Referring expression pointing data
• • •

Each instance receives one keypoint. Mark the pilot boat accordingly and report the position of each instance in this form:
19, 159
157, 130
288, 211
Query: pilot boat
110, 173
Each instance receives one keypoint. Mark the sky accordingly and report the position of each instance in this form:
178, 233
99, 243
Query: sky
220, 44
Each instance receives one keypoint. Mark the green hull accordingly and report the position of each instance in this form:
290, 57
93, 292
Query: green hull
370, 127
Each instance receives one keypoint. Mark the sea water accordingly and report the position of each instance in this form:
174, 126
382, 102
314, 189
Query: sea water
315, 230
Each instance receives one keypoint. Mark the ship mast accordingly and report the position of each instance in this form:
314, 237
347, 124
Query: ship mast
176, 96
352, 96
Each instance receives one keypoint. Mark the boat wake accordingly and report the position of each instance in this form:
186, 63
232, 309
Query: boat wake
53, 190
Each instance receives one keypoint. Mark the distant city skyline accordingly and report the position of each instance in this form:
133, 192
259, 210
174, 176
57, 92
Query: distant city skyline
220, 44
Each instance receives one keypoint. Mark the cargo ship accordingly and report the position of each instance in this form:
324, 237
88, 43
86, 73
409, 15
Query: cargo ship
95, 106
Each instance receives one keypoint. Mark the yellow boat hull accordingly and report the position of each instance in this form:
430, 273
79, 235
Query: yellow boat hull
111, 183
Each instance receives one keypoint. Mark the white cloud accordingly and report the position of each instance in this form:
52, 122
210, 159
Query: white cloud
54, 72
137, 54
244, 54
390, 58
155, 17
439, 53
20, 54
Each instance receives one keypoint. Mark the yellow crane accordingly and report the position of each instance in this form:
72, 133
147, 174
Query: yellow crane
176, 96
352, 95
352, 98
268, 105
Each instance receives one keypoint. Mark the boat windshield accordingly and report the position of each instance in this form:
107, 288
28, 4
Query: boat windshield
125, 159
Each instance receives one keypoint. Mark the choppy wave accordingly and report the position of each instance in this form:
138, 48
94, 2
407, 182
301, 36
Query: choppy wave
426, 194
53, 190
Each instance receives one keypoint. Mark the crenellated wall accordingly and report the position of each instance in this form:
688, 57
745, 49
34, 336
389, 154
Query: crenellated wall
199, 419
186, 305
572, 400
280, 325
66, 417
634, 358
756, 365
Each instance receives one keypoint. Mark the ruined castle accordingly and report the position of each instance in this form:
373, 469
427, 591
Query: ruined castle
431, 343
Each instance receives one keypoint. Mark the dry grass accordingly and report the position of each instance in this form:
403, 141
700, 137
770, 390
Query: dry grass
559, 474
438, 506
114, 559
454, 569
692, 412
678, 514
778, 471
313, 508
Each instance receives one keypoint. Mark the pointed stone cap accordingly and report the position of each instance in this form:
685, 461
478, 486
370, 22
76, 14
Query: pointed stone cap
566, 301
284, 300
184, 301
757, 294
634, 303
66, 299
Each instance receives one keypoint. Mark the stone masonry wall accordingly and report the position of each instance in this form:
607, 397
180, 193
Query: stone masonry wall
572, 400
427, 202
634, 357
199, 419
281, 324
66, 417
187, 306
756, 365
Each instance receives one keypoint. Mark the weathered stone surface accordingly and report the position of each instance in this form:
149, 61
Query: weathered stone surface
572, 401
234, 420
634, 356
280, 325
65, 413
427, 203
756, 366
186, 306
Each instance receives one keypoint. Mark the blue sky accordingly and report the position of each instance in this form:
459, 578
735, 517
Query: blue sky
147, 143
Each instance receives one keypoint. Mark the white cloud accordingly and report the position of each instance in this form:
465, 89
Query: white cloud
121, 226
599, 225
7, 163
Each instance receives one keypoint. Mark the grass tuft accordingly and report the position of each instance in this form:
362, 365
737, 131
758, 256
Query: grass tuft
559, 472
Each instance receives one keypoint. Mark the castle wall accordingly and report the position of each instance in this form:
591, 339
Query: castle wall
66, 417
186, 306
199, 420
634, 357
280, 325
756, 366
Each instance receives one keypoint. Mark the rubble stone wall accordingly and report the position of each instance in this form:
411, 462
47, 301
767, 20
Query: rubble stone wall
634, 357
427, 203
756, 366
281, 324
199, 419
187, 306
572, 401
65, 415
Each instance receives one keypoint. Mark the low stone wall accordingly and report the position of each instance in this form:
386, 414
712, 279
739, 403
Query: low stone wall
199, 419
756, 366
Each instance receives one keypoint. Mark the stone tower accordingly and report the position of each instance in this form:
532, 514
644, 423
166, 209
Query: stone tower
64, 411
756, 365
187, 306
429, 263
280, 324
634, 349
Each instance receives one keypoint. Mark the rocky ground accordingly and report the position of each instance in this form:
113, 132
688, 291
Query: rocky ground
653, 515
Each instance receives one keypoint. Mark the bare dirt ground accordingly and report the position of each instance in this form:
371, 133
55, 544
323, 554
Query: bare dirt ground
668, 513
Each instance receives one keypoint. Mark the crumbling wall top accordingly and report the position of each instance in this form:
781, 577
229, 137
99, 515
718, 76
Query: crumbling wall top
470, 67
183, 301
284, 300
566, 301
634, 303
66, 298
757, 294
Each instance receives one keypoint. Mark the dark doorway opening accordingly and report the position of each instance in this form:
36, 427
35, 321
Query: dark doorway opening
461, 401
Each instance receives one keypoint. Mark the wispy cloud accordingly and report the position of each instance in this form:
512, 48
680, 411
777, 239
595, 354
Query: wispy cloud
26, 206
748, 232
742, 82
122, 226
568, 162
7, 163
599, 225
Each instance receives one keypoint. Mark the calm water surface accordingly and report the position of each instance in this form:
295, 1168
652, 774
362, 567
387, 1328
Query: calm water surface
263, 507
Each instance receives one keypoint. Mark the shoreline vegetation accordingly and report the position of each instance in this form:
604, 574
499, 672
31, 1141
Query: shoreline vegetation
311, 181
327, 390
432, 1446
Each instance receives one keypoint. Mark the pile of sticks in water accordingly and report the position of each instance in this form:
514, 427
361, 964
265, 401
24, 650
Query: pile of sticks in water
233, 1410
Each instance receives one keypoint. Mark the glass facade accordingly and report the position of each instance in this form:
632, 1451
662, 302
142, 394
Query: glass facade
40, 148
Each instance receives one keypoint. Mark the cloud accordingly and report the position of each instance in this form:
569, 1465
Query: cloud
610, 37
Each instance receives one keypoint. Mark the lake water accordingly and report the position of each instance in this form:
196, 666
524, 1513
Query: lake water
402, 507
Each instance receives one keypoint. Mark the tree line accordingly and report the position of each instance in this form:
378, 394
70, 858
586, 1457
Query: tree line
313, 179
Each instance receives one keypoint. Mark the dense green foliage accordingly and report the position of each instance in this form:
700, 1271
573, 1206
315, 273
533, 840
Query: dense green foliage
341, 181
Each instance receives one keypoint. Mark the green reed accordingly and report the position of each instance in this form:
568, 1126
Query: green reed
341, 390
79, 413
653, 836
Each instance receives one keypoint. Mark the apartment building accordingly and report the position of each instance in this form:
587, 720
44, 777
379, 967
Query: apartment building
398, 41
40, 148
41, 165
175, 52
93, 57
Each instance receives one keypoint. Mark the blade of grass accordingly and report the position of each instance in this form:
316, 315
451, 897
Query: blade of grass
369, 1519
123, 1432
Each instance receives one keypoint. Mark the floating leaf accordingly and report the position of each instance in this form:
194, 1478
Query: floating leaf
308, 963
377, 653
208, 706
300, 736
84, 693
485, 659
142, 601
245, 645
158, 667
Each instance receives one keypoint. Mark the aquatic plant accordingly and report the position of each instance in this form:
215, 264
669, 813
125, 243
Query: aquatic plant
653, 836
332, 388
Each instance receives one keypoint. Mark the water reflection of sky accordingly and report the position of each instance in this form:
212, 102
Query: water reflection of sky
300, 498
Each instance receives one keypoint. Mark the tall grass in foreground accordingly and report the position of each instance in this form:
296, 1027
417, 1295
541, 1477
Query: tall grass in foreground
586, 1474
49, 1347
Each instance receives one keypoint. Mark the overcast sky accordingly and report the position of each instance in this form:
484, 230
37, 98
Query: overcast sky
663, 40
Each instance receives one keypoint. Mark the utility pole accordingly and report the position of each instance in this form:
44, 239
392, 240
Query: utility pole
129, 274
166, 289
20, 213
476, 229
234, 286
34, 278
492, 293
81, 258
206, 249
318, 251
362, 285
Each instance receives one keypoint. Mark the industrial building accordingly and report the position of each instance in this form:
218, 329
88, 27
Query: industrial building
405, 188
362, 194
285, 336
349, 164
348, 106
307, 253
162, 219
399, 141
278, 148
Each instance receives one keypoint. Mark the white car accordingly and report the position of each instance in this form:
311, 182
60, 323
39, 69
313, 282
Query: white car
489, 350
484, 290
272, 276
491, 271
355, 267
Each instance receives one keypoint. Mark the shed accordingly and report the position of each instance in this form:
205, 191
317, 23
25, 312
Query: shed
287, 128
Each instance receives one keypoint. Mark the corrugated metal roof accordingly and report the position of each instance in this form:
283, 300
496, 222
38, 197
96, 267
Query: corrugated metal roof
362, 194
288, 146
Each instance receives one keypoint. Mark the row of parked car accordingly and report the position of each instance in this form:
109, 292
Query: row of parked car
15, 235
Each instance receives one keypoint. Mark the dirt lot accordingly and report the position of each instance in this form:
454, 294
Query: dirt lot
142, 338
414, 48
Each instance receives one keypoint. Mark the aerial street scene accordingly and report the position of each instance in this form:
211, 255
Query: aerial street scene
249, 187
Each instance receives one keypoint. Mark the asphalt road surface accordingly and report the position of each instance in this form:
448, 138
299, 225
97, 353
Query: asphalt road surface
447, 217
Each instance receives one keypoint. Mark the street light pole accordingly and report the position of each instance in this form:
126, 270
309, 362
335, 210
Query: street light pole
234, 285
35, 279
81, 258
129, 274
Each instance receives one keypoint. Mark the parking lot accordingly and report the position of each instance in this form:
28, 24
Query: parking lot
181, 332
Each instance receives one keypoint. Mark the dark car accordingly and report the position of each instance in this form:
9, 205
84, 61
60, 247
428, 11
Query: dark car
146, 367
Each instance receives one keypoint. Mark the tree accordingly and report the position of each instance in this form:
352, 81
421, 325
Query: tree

• • •

Output, exactly and with nothing else, the lines from the line containing "Query: dark car" to the end of the entries.

▶ _RESPONSE TO THIS EXERCISE_
Query: dark car
146, 367
Each instance receives one keypoint. Mark the tree accordingly and report the position of each instance in this form:
352, 81
421, 325
Query: tree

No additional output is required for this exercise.